— start of MATERIAL —
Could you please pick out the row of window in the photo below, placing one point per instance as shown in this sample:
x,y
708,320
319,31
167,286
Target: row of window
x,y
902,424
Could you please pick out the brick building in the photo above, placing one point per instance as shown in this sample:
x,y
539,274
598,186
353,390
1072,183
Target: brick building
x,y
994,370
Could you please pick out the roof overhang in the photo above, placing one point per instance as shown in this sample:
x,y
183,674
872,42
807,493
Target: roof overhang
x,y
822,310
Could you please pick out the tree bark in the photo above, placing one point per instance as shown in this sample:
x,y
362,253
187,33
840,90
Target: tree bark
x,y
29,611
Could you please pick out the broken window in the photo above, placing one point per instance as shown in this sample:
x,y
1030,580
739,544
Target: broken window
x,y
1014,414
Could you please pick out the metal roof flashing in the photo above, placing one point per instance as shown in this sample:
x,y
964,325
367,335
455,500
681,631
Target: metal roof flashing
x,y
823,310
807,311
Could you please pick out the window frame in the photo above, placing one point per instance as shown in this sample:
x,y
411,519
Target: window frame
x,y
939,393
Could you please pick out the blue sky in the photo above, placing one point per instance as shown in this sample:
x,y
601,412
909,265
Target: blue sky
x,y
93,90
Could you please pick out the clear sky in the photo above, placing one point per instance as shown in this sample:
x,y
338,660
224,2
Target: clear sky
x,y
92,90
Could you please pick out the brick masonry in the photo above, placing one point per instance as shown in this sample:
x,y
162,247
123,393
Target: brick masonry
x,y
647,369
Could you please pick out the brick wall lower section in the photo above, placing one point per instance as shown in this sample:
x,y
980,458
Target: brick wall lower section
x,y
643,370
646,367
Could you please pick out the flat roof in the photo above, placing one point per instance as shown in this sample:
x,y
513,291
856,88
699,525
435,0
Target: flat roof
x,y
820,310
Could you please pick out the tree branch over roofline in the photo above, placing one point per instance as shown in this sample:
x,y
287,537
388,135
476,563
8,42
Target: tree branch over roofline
— end of MATERIAL —
**WORK TO BE COMPLETED:** What is needed here is an exact reproduction of all the entries.

**SOLUTION TO THE EXERCISE:**
Could you please pick out the row of window in the photo below, placing one point per instance as shown in this sample:
x,y
708,320
319,31
167,286
Target: row of window
x,y
902,424
Could you please pick out the brick building in the photo above, placing one point per instance as shown in this sample:
x,y
539,274
598,186
353,390
1072,183
Target: brick building
x,y
994,370
Could you please pick out the roof overhang in the photo above, placing one point per instance as shown in this sample:
x,y
183,674
872,42
807,493
Target: roof overhang
x,y
822,310
Could you please pick out the tree bark in the photo above, placing one point per instance as shown in this sample:
x,y
362,253
187,33
840,90
Target: tree bark
x,y
29,611
Could you please pick out the broken window in the photo above, placing one point per instance as shown in this sample:
x,y
1030,580
739,544
Target: broken window
x,y
1014,414
Could you please pick out the metal roof flashing in the photo above, placing one point per instance as shown in this sample:
x,y
964,325
367,335
455,500
681,631
Target: metal roof flashing
x,y
823,310
807,311
Could you please pick out the window frame in the photo above, placing one point per instance as shown in this sample:
x,y
411,519
Target: window frame
x,y
939,393
Could you please pick out the blue sky in the photo above, placing one point per instance as shown in this sample:
x,y
601,412
909,265
Target: blue sky
x,y
93,90
Could you please pick out the clear sky in the photo above, placing one point per instance as shown in this sample:
x,y
338,660
224,2
Target: clear sky
x,y
92,90
Could you please pick out the brick masonry in the photo above, placing one point per instance as shown in this sample:
x,y
162,247
123,393
Target: brick masonry
x,y
647,369
Could you please pick out the brick wall lower section in the photo above, placing one point per instance as shown in this sample:
x,y
980,458
Target: brick wall lower section
x,y
643,370
646,367
Could you please pick out the flat roof in the photo above, placing one point per instance as shown in this sample:
x,y
513,291
856,88
699,525
435,0
Target: flat roof
x,y
820,310
Could you please pick out the tree branch over roofline in the photo above, placing one point per instance as shown in this sample:
x,y
287,537
388,135
476,563
8,42
Target: tree branch over roofline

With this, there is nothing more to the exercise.